- [Task to complete]
The records are to be restated in their entirety, word for word.

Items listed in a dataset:
=======

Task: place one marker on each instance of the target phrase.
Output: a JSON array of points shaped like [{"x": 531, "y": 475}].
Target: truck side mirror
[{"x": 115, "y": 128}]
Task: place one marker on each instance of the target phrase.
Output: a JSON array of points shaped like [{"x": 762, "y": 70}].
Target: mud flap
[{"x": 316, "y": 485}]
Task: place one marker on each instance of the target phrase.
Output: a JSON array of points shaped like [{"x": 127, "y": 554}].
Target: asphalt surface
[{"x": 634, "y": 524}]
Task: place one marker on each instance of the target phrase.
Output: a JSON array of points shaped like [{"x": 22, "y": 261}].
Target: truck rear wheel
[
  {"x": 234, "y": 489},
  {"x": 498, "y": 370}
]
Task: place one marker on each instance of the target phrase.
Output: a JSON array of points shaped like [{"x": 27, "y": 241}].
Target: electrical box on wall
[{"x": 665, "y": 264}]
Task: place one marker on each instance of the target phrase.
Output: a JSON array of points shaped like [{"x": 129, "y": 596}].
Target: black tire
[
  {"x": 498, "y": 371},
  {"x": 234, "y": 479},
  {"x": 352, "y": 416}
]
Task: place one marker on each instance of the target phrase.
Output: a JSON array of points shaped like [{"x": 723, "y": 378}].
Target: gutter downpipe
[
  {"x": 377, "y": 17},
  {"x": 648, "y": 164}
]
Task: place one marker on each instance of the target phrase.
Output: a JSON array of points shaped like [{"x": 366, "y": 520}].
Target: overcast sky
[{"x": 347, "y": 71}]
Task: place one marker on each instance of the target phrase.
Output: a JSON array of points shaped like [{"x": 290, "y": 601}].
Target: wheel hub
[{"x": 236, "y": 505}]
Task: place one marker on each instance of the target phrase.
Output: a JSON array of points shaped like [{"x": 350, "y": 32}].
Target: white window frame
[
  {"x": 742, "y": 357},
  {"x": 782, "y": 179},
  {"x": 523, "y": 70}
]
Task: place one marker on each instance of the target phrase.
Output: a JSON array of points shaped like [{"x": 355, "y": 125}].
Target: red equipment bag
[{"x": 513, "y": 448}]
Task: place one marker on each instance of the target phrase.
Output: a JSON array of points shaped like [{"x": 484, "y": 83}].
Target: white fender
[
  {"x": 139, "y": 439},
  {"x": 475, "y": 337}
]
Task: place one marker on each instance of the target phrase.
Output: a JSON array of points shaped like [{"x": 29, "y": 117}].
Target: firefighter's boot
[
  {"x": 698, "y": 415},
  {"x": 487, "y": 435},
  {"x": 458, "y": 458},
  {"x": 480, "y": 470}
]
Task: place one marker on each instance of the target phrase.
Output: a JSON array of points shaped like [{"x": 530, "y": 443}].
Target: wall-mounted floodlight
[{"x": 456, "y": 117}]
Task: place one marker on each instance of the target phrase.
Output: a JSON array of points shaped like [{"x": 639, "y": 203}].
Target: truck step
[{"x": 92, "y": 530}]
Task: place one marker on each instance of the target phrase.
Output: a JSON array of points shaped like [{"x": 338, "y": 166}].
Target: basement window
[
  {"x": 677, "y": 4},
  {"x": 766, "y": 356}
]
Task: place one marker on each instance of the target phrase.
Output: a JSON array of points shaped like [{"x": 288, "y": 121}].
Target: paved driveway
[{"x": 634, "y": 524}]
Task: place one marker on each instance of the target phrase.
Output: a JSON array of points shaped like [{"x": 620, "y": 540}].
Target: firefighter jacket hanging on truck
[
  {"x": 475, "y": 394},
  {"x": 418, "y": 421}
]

=======

- [Response to this task]
Task: place one marker on each instance of the target phrase.
Output: a JSON array of points shaped like [{"x": 531, "y": 475}].
Target: truck side mirror
[{"x": 115, "y": 128}]
Task: place one marker on each instance of the target phrase.
Output: a JSON array of points shaped like [{"x": 762, "y": 70}].
Target: mud flap
[{"x": 316, "y": 485}]
Task: place one marker on each instance of the target phrase.
Output: a JSON array of points shaped like [{"x": 127, "y": 554}].
Target: asphalt surface
[{"x": 634, "y": 524}]
Task: place one marker on each instance of the target phrase.
Output: a JSON array of points shaped like [{"x": 22, "y": 261}].
Target: truck rear wheel
[
  {"x": 234, "y": 489},
  {"x": 498, "y": 370}
]
Task: place one marker on each instance of the target phrase.
Output: a JSON array of points shaped like [{"x": 27, "y": 241}].
Target: electrical box on wall
[{"x": 665, "y": 264}]
Task: place one marker on each instance of the target phrase.
Output: a JSON array of points shaped like [{"x": 129, "y": 596}].
Target: black tire
[
  {"x": 498, "y": 371},
  {"x": 234, "y": 479},
  {"x": 352, "y": 416}
]
Task: place one marker on each instance of the target phrase.
Output: a JSON array of points shaped like [{"x": 723, "y": 378}].
Target: gutter downpipe
[
  {"x": 377, "y": 17},
  {"x": 648, "y": 164}
]
Task: place one marker on each instance of the target phrase.
Output: a JSON array of points shaped like [{"x": 366, "y": 520}].
Target: overcast sky
[{"x": 347, "y": 71}]
Task: place one marker on each instance of the target phrase.
Output: a JSON array of points shaped like [{"x": 290, "y": 601}].
Target: wheel hub
[{"x": 236, "y": 505}]
Task: place one marker on each instance of the target phrase.
Output: a JSON array of points shaped like [{"x": 350, "y": 32}].
Target: white window frame
[
  {"x": 742, "y": 357},
  {"x": 782, "y": 179},
  {"x": 523, "y": 70}
]
Task: place one marker on each instance of the target phrase.
Output: a JSON array of points shaped like [{"x": 355, "y": 125}].
Target: red equipment bag
[{"x": 513, "y": 448}]
Task: place one marker on each instance of the target phrase.
Output: a JSON array of points shaped like [{"x": 484, "y": 83}].
Target: white fender
[
  {"x": 139, "y": 439},
  {"x": 475, "y": 337}
]
Task: place one marker on each instance of the target phrase.
Output: a JSON array of points shaped like [{"x": 29, "y": 117}].
Target: firefighter's boot
[
  {"x": 698, "y": 415},
  {"x": 487, "y": 435},
  {"x": 458, "y": 458},
  {"x": 480, "y": 470}
]
Task: place one marker on each instance of the target phrase.
Output: a JSON array of points shaped like [{"x": 530, "y": 443}].
Target: wall-mounted floodlight
[{"x": 456, "y": 117}]
Task: place one marker on each instance of the target phrase.
Output: a JSON array of points shaped like [{"x": 639, "y": 203}].
Target: truck step
[{"x": 92, "y": 530}]
Task: place one marker on each instance of the target phrase.
Output: a JSON array of points shaped like [{"x": 338, "y": 166}].
Target: basement window
[
  {"x": 677, "y": 4},
  {"x": 766, "y": 356}
]
Task: place one marker on each instance of the target phrase.
Output: a JSON array of points shaped like [{"x": 288, "y": 121}].
Target: paved driveway
[{"x": 634, "y": 524}]
Task: place one marker on each instance of the target phrase.
Output: a JSON array of points shaped like [{"x": 620, "y": 540}].
Target: firefighter jacket hanging on truck
[
  {"x": 475, "y": 394},
  {"x": 418, "y": 421}
]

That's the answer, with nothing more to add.